[Object pointing dataset rows]

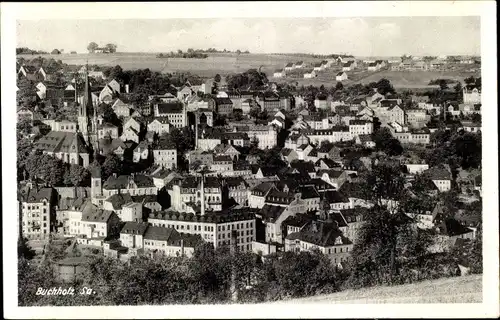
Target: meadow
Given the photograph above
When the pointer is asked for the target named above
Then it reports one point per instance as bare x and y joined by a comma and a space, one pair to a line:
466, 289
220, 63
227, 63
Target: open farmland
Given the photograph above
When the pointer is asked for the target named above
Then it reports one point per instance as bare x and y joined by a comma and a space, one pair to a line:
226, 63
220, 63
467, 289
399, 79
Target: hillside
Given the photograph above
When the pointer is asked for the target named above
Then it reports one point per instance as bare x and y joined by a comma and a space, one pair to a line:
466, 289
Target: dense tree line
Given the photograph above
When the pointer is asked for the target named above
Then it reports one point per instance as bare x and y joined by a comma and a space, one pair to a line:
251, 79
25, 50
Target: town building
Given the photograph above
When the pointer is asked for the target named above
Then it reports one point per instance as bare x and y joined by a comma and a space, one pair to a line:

--

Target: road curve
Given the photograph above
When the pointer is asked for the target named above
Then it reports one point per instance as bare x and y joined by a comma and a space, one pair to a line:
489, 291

* * *

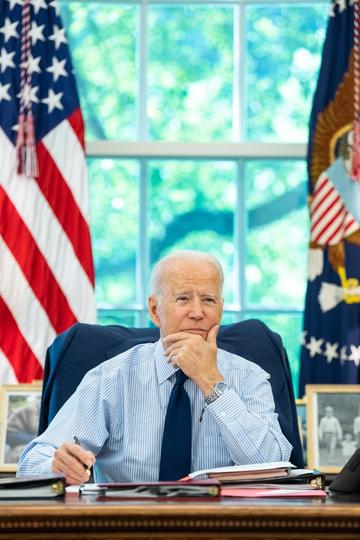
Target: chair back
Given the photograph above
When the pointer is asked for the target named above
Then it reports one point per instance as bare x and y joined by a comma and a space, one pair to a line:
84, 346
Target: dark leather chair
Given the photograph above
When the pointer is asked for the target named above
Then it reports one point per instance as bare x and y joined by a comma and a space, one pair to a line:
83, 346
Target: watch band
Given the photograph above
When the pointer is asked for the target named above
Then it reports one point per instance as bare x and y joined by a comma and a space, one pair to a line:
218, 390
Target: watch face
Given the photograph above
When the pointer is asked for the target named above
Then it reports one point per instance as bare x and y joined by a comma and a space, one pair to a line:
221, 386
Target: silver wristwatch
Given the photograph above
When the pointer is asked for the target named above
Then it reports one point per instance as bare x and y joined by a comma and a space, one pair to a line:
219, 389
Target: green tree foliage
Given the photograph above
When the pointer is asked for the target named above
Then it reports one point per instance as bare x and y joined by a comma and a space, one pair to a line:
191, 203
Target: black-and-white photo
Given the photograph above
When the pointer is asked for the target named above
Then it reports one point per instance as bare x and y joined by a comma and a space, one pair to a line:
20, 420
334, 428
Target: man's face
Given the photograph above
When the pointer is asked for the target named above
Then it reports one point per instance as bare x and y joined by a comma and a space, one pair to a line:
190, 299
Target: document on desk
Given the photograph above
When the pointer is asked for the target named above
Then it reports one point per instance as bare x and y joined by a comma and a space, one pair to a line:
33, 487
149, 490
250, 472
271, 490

• _BRIEF_
List every line of the records above that contains the word "tree", copying each line in full.

• _WRITTEN REPLY_
Target: dense tree line
Target: green tree foliage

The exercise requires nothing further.